* _TASK INSTRUCTIONS_
A - According to the Big Y500 analysis, what range of genetic distance did fourth cousins have?
B - Translate this sentence from the Big Y500 analysis into Spanish: "The SNP results are the real value of the Big Y test."

* _QUOTED PASSAGE_
▬▬▬▬▬▬

As we determined with our study that the additional 450 markers provided little genealogical value, do they provide the ability to predict relationships based on genetic distance? I analyzed 91 relationships from among our 14 participants.

Two distinct families who share a common ancestor born in the late 1400s comprise our study: the Sherburn family represents 91% of Owston and Ouston males, while the smaller Thornholme family round out the additional 9%. Two Thornholme participants are represented with Big Y testing.

The exact relationship between the Sherburn and Thornholme families is not presently known; however, by analyzing naming patterns, the closest possible relationships are represented here. There are other possibilities that would place the relationships one to two generations further back in time, but not closer. The two families were familiar with each other and it is believed that both are descended from John Owston who died in 1520. These conjectured relationships are identified with an asterisk.

The Big Y results represent the following relationships:

  2nd Cousins, Once Removed1
  4th Cousins4
  5th Cousins1
  5th Cousins, Once Removed2
  6th Cousins2
  7th Cousins1
  7th Cousins, Once Removed6
  8th Cousins6
  8th Cousins, Once Removed14
  8th Cousins, Twice Removed3
  9th Cousins10
  9th Cousins, Once Removed6
  9th Cousins, Thrice Removed1
10th Cousins, Twice Removed7
11th Cousins, Once Removed3
12th Cousins*1
12th Cousins, Once Removed*8
12th Cousins, Twice Removed*3
12th Cousins, Thrice Removed*1
13th Cousins*7
13th Cousins, Once Removed*3
13th Cousins, Twice Removed*1

The following chart plots genetic distance based on time to the most recent common ancestor (TMRCA). There were 14 instances where one party had a mismatch from the modal results and the comparison individual had a no-call. In these cases, the no-call was treated as having the modal result. This was an arbitrary decision that should not greatly affect the overall results.

The lowest GD was 1 for two fourth cousins, while the greatest GD of 20 was found between pairs of seventh cousins; seventh cousins, once removed; and 13th cousins. One of the parties was an outlier, as he had a value of 5 at DYS602, while the modal value was 12. The dots in the chart below often represent more than one relationship at that TMRCA and GD combination.


As one notices from the above chart, the results vary greatly. While relationship distance increases, GD correspondingly increases; however, there is enough variability from seventh cousins and beyond that the predictability of the Big Y500 based on genetic distance is tenuous at best. Even in the closer relationships, it is impossible to accurately predict a relationship based solely on genetic distance. Fourth cousins have a GD range of 1 to 10.

Because of this and the presence of very few genealogical relevant markers identified for our family, I am hesitant to believe that the addition of these 450 markers provide much value for our purposes. The SNP results in the Big Y and the first five panels in the 111 test should be adequate in determining lineage signature markers. The SNP results are the real value of the Big Y test.

As Kelly Wheaton astutely added on her All Genetic Genealogy Facebook group, “The point that needs underscoring is that STRS change back and forth so their predictive value is less than SNPS that you either have them (and so do all your Y line descendants) or you don't. They are definite and predictive and now with Next Gen sequencing they are useful in a genealogical time frame. Sometimes STRS are helpful but they can also be misleading and have you barking up the wrong tree.”

While this is only one family and one set of results, other projects may reach different conclusions. Furthermore, different haplogroups may provide better return on value. More data will need to be gathered to better ascertain the overall value of the Big Y500.

▬▬▬▬▬▬

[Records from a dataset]
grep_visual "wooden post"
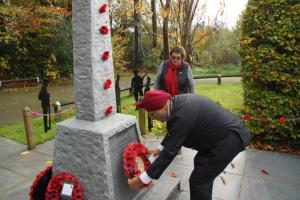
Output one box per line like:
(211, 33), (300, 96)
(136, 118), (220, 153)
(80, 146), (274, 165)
(139, 99), (146, 135)
(23, 106), (35, 150)
(53, 101), (61, 121)
(218, 74), (221, 85)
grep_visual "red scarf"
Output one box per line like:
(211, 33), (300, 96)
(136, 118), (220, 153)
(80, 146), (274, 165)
(165, 59), (182, 96)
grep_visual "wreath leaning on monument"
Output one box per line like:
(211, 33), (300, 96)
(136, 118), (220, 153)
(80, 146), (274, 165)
(123, 143), (151, 187)
(29, 166), (52, 200)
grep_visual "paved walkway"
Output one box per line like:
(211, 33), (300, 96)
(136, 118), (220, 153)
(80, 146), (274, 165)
(0, 137), (300, 200)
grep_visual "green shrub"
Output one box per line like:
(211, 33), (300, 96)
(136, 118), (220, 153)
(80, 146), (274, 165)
(239, 0), (300, 140)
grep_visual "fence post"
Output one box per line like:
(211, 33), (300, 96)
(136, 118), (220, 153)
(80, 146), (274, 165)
(139, 99), (146, 135)
(115, 74), (122, 113)
(218, 74), (221, 85)
(23, 106), (35, 150)
(54, 101), (61, 121)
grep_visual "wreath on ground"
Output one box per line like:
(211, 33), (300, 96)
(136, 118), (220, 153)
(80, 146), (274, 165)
(46, 172), (83, 200)
(123, 143), (151, 187)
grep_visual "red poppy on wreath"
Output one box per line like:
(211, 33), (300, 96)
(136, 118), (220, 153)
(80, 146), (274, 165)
(105, 106), (112, 115)
(29, 166), (52, 200)
(99, 3), (107, 13)
(278, 117), (285, 124)
(102, 51), (109, 61)
(100, 26), (109, 34)
(243, 114), (251, 122)
(123, 143), (151, 187)
(45, 172), (83, 200)
(104, 79), (112, 90)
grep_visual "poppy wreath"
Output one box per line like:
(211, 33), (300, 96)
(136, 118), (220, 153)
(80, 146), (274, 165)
(100, 26), (109, 35)
(29, 166), (52, 200)
(102, 51), (109, 61)
(123, 143), (151, 187)
(45, 172), (83, 200)
(99, 4), (107, 13)
(104, 79), (112, 90)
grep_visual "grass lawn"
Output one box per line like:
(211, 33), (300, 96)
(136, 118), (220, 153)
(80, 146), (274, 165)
(0, 83), (243, 144)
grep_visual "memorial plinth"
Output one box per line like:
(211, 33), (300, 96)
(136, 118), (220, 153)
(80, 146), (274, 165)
(53, 114), (139, 200)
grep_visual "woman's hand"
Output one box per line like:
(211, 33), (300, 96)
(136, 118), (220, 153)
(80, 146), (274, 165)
(128, 176), (143, 189)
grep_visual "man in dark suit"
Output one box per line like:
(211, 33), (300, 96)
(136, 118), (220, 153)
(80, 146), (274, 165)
(128, 90), (249, 200)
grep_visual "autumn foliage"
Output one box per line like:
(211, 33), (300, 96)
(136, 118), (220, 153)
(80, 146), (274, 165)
(239, 0), (300, 141)
(0, 5), (72, 79)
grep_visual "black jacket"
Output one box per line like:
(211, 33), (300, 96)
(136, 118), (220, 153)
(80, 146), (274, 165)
(147, 94), (250, 179)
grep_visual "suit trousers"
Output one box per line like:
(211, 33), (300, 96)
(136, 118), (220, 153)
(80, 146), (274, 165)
(189, 130), (245, 200)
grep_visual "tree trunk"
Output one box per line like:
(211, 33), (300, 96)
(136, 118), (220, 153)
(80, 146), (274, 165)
(134, 0), (143, 69)
(163, 0), (171, 60)
(151, 0), (157, 48)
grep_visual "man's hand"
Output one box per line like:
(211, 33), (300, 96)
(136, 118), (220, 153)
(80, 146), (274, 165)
(128, 176), (143, 189)
(149, 148), (160, 156)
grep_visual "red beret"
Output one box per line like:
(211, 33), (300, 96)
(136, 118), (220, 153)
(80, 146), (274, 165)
(135, 90), (171, 111)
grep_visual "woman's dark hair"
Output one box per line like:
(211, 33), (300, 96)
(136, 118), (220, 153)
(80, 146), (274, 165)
(170, 46), (186, 59)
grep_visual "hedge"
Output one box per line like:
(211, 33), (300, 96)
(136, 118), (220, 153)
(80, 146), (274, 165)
(239, 0), (300, 140)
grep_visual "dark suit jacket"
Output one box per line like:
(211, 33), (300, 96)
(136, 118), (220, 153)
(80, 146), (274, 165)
(147, 94), (250, 179)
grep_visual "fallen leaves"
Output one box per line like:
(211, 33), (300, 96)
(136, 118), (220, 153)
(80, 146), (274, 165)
(170, 172), (177, 178)
(248, 141), (300, 156)
(261, 169), (270, 176)
(230, 162), (235, 169)
(20, 151), (30, 156)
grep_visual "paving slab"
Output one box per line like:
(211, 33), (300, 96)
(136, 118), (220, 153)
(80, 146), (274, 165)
(213, 173), (242, 200)
(0, 167), (29, 195)
(0, 137), (27, 161)
(34, 140), (54, 157)
(240, 177), (300, 200)
(0, 180), (33, 200)
(224, 151), (247, 175)
(245, 150), (300, 184)
(0, 151), (52, 178)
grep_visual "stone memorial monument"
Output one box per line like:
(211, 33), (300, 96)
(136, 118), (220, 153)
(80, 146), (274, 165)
(53, 0), (140, 200)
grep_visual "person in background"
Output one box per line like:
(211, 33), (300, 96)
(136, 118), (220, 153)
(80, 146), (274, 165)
(38, 79), (51, 133)
(128, 90), (250, 200)
(130, 70), (147, 102)
(154, 46), (194, 96)
(144, 76), (153, 132)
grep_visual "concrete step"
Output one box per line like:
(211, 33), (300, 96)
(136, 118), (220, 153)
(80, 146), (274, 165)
(134, 174), (180, 200)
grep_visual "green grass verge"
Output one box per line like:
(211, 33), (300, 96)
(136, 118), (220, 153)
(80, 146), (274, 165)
(0, 83), (243, 144)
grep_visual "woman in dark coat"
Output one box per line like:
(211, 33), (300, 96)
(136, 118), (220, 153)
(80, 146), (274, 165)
(154, 46), (194, 96)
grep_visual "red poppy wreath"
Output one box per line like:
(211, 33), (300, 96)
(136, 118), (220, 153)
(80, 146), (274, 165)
(123, 143), (151, 187)
(45, 172), (83, 200)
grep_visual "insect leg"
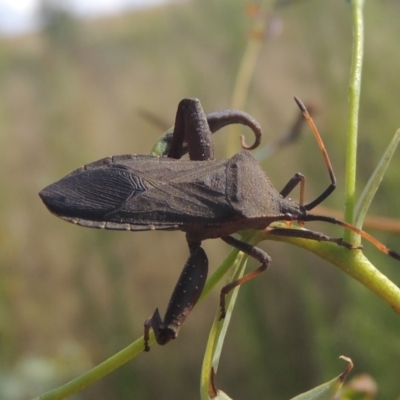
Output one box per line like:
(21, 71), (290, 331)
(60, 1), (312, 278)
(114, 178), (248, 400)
(220, 236), (271, 319)
(294, 97), (336, 211)
(144, 243), (208, 351)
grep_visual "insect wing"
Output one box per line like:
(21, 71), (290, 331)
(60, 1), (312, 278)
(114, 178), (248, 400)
(40, 155), (232, 230)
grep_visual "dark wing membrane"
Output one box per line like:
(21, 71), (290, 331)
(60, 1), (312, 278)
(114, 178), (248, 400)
(40, 155), (233, 230)
(40, 168), (152, 220)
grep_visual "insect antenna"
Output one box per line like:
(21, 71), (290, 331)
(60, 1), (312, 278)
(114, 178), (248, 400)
(301, 214), (400, 261)
(294, 97), (336, 211)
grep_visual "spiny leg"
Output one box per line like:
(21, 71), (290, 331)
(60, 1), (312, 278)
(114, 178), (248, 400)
(168, 99), (214, 161)
(144, 243), (208, 351)
(220, 236), (271, 319)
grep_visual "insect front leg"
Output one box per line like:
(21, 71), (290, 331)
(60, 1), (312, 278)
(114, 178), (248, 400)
(144, 243), (208, 351)
(279, 172), (306, 205)
(269, 228), (363, 250)
(220, 236), (271, 319)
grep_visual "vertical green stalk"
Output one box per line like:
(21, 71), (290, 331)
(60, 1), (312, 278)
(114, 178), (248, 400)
(344, 0), (364, 243)
(226, 0), (273, 156)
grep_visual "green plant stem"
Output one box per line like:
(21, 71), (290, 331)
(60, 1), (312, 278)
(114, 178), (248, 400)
(344, 0), (364, 244)
(256, 223), (400, 314)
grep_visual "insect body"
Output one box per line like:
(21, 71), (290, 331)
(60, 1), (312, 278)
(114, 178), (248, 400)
(39, 99), (400, 350)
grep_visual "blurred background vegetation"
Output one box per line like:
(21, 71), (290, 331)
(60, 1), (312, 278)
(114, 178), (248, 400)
(0, 0), (400, 400)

▬▬▬▬▬▬

* _PROBLEM SOLUTIONS_
A - 1 to 10

B - Los resultados de SNP son el verdadero valor de la prueba Big Y.